** begin **

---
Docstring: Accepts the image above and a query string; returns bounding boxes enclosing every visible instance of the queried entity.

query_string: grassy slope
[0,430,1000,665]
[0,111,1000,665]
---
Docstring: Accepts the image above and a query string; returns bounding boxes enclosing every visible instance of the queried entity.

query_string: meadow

** end **

## DESCRIPTION OF THE TASK:
Reproduce every line of the records above verbatim, keeping their order and layout unchanged.

## TASK RESULT:
---
Docstring: Accepts the image above and a query string; returns bounding boxes enclosing every visible instance of the queried entity.

query_string: grassy slope
[0,430,1000,665]
[0,111,1000,665]
---
Docstring: Accepts the image above and a query string; returns bounding boxes enclosing every visible instance of the queried entity.

query_string: meadow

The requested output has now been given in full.